══ Source material
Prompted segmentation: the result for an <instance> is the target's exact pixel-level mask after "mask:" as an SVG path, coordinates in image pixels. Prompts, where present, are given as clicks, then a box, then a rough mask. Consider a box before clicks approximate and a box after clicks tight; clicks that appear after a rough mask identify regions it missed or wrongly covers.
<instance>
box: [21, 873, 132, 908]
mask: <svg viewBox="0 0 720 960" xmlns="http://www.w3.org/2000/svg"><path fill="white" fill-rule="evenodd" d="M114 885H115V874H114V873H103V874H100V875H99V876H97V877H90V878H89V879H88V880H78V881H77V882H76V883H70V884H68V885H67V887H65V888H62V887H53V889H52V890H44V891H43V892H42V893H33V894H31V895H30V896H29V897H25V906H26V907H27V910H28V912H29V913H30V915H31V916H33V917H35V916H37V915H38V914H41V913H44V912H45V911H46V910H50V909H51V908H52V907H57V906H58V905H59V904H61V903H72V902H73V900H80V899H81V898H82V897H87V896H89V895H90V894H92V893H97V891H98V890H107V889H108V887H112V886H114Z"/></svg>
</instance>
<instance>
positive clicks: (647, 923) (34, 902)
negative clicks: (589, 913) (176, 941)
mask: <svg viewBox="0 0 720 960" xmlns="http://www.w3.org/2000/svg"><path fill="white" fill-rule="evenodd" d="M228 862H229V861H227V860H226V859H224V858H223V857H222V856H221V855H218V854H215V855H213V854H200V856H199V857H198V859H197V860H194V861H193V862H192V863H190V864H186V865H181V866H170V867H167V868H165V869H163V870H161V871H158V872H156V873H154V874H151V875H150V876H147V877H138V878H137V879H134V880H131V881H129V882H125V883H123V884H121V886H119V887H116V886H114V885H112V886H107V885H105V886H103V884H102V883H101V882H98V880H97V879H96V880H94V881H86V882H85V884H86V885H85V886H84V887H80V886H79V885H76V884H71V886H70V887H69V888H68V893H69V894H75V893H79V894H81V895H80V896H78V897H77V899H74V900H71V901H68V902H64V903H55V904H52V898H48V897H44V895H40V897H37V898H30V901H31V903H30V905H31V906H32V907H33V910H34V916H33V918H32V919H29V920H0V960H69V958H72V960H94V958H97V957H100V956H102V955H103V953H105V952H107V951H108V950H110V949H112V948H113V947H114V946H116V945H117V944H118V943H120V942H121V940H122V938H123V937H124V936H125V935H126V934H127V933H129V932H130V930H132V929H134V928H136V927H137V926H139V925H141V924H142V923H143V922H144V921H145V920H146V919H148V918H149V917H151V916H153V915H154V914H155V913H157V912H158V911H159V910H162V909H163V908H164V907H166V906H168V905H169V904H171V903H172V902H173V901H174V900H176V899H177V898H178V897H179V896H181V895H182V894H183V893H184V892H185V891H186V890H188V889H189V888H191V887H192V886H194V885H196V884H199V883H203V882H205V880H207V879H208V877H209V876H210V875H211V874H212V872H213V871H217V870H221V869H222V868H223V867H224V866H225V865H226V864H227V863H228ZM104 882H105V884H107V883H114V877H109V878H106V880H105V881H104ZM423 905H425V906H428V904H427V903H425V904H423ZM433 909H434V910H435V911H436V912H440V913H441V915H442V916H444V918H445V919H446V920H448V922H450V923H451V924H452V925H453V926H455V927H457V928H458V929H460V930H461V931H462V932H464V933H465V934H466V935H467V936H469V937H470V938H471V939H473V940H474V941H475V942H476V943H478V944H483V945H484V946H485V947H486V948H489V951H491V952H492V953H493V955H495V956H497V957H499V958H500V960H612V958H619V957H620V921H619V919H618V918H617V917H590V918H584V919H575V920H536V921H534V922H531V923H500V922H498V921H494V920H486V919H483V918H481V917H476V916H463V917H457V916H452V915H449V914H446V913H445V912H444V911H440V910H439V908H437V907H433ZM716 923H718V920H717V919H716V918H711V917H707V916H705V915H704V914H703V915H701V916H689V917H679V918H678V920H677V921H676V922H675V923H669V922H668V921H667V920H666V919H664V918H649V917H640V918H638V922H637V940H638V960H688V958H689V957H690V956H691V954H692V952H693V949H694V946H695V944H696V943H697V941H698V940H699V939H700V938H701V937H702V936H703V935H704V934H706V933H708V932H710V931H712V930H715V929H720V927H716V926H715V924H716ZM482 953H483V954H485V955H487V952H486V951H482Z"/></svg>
════
> _Brief_
Everything in the data above must be reproduced exactly.

> _Response below_
Prompted segmentation: the result for an <instance> is the target's exact pixel-level mask after "mask:" as an SVG path, coordinates in image pixels. Prompts, where present, are given as clicks, then a box, then a rough mask. Consider a box before clicks approximate and a box after clicks tight; clicks that appear after a rough mask identify regions it missed or wrongly covers.
<instance>
box: [21, 873, 132, 908]
mask: <svg viewBox="0 0 720 960" xmlns="http://www.w3.org/2000/svg"><path fill="white" fill-rule="evenodd" d="M114 885H115V874H114V873H103V874H100V875H99V876H97V877H90V878H89V879H88V880H78V881H77V882H76V883H70V884H68V885H67V887H65V888H62V887H53V889H52V890H44V891H43V892H42V893H33V894H31V895H30V896H29V897H25V906H26V907H27V910H28V912H29V913H30V915H31V916H33V917H35V916H37V915H38V914H41V913H44V912H45V911H46V910H50V909H51V908H52V907H57V906H58V905H59V904H61V903H72V902H73V900H80V899H81V898H82V897H87V896H89V895H90V894H92V893H97V891H98V890H107V889H108V887H112V886H114Z"/></svg>
</instance>
<instance>
positive clicks: (647, 923) (34, 902)
negative clicks: (589, 913) (176, 941)
mask: <svg viewBox="0 0 720 960" xmlns="http://www.w3.org/2000/svg"><path fill="white" fill-rule="evenodd" d="M228 862H229V861H227V860H226V859H224V858H223V857H222V856H221V855H218V854H215V855H213V854H200V856H199V857H198V859H197V860H194V861H193V862H192V863H190V864H186V865H181V866H170V867H167V868H165V869H163V870H161V871H158V872H156V873H154V874H151V875H150V876H147V877H138V878H137V879H134V880H131V881H129V882H125V883H123V884H121V886H119V887H116V886H114V885H112V886H107V885H105V886H103V884H102V883H101V882H98V880H97V879H96V880H94V881H86V882H85V884H86V885H85V886H84V887H80V886H79V885H76V884H71V886H70V887H69V888H68V893H69V894H75V893H79V894H81V895H80V896H78V897H77V899H74V900H71V901H68V902H64V903H55V904H52V898H48V897H44V895H40V897H37V898H30V901H31V903H30V905H31V906H32V907H33V910H34V916H33V918H32V919H29V920H0V960H69V958H72V960H94V958H97V957H100V956H102V955H103V953H105V952H107V951H108V950H110V949H112V948H113V947H114V946H116V945H117V944H118V943H120V942H121V940H122V938H123V937H124V936H125V935H126V934H127V933H129V932H130V930H132V929H134V928H136V927H137V926H139V925H141V924H142V923H143V922H144V921H145V920H146V919H148V918H149V917H151V916H153V915H154V914H155V913H157V912H158V911H159V910H162V909H163V908H164V907H166V906H168V905H169V904H171V903H172V902H173V901H174V900H176V899H177V898H178V897H179V896H181V895H182V894H183V893H184V892H185V891H186V890H188V889H189V888H191V887H192V886H194V885H196V884H199V883H203V882H205V880H207V879H208V877H209V876H210V875H211V874H212V872H213V871H217V870H221V869H222V868H223V867H224V866H225V865H226V864H227V863H228ZM104 882H105V884H107V883H114V877H109V878H106V880H105V881H104ZM423 905H425V906H428V904H427V903H425V904H423ZM433 909H434V910H435V911H436V912H440V913H441V915H442V916H444V918H445V919H446V920H448V922H450V923H451V924H452V925H453V926H455V927H457V928H458V929H460V930H461V931H462V932H464V933H465V934H466V935H467V936H469V937H470V938H471V939H473V940H474V941H475V942H476V943H478V944H483V945H484V946H485V947H486V948H489V951H491V952H492V953H493V955H495V956H497V957H499V958H500V960H612V958H619V957H620V921H619V919H618V918H617V917H590V918H584V919H575V920H536V921H534V922H531V923H500V922H498V921H494V920H486V919H483V918H481V917H476V916H463V917H457V916H452V915H449V914H446V913H445V912H444V911H440V910H439V908H437V907H433ZM716 923H718V920H717V919H716V918H711V917H707V916H705V915H704V914H703V915H701V916H689V917H679V918H678V920H677V921H676V922H675V923H669V922H668V921H667V920H666V919H664V918H649V917H640V918H638V922H637V940H638V960H688V958H689V957H690V956H691V954H692V952H693V949H694V946H695V944H696V943H697V941H698V940H699V939H700V938H701V937H702V936H703V935H704V934H706V933H708V932H710V931H712V930H715V929H720V927H716V926H715V924H716ZM482 953H483V954H485V955H487V952H486V951H482Z"/></svg>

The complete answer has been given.